Extracted data entries
----
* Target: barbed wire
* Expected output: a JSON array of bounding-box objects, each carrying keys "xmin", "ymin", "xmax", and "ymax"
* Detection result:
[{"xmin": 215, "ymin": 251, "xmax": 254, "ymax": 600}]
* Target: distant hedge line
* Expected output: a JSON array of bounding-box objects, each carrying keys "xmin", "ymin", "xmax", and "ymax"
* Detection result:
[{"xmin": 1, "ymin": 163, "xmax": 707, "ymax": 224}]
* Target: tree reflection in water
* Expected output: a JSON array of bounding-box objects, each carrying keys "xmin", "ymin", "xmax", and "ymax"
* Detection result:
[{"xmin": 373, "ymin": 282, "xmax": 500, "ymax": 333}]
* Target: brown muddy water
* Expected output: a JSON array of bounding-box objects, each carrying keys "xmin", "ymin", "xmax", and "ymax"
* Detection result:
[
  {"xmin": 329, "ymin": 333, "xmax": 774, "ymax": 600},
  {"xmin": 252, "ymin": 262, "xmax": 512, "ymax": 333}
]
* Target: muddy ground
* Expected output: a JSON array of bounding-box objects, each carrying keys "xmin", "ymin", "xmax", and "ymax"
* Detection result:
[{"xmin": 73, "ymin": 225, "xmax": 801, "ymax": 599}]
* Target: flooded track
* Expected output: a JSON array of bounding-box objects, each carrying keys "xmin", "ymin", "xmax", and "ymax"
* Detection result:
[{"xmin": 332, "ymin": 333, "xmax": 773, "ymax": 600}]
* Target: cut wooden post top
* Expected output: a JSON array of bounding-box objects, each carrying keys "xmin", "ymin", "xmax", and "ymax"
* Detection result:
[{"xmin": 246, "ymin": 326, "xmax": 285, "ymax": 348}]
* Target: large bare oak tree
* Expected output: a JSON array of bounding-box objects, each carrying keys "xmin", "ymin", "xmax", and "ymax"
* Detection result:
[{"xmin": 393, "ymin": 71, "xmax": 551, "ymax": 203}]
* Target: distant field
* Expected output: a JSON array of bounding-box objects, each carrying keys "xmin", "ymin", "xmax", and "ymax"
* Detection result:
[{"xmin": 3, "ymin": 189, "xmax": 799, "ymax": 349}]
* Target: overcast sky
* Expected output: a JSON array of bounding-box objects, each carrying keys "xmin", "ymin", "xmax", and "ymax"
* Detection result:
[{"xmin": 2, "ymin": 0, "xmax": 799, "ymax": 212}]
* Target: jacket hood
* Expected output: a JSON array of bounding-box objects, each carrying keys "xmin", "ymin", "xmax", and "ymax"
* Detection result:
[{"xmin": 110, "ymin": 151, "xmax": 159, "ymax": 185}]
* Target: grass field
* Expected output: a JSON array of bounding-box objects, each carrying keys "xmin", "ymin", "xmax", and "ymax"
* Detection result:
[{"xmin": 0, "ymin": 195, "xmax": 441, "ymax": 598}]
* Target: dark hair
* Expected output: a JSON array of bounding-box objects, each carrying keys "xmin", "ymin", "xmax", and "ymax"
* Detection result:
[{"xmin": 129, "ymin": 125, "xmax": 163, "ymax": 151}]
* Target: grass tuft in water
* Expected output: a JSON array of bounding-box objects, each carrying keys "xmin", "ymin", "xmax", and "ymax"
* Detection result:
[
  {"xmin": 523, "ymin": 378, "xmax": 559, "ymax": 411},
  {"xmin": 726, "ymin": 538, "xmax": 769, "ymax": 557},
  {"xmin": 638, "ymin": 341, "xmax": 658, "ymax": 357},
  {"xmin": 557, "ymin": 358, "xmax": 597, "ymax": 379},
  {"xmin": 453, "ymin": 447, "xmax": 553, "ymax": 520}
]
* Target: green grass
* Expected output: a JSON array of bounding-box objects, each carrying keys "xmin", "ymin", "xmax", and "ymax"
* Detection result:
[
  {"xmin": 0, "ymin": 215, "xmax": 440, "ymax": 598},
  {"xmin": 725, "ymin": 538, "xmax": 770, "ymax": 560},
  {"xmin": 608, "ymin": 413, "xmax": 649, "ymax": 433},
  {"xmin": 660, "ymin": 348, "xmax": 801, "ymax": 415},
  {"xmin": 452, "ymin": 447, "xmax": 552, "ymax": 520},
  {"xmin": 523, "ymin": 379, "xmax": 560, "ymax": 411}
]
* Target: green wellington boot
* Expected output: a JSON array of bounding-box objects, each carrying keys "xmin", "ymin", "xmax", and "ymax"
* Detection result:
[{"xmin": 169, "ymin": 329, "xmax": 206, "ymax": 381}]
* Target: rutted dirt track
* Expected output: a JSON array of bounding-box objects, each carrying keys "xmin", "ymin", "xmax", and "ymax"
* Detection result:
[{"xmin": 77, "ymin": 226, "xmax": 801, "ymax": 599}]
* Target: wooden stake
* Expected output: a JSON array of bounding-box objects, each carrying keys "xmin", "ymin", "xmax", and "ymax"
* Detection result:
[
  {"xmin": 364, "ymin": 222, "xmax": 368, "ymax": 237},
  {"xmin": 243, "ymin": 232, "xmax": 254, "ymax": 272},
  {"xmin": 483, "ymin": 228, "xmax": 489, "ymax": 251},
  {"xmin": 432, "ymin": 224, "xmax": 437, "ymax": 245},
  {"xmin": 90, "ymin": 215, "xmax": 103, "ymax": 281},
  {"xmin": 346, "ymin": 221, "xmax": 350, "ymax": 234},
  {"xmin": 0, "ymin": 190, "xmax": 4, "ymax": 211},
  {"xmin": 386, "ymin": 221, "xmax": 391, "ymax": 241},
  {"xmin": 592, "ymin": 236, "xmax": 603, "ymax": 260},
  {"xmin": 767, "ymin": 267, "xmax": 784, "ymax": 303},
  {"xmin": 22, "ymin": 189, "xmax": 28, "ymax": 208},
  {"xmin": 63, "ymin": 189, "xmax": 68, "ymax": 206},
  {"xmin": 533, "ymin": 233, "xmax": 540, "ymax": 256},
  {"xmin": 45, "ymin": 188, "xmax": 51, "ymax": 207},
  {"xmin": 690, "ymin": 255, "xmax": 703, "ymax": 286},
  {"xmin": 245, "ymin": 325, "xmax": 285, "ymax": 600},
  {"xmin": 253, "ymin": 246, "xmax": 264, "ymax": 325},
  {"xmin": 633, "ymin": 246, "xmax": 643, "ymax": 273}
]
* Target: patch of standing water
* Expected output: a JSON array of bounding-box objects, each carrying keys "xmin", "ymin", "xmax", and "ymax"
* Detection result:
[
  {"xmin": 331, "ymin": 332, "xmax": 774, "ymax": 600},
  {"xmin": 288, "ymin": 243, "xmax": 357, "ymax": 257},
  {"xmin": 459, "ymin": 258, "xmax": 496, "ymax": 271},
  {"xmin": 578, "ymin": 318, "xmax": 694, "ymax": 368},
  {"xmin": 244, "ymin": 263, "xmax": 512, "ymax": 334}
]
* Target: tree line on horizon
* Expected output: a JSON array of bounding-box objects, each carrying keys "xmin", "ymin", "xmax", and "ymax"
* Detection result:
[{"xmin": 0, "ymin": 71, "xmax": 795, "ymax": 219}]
----
Every line above in which the word "green" occurs needs to be copied.

### Answer to this task
* Target: green grass
* Target: green wellington boot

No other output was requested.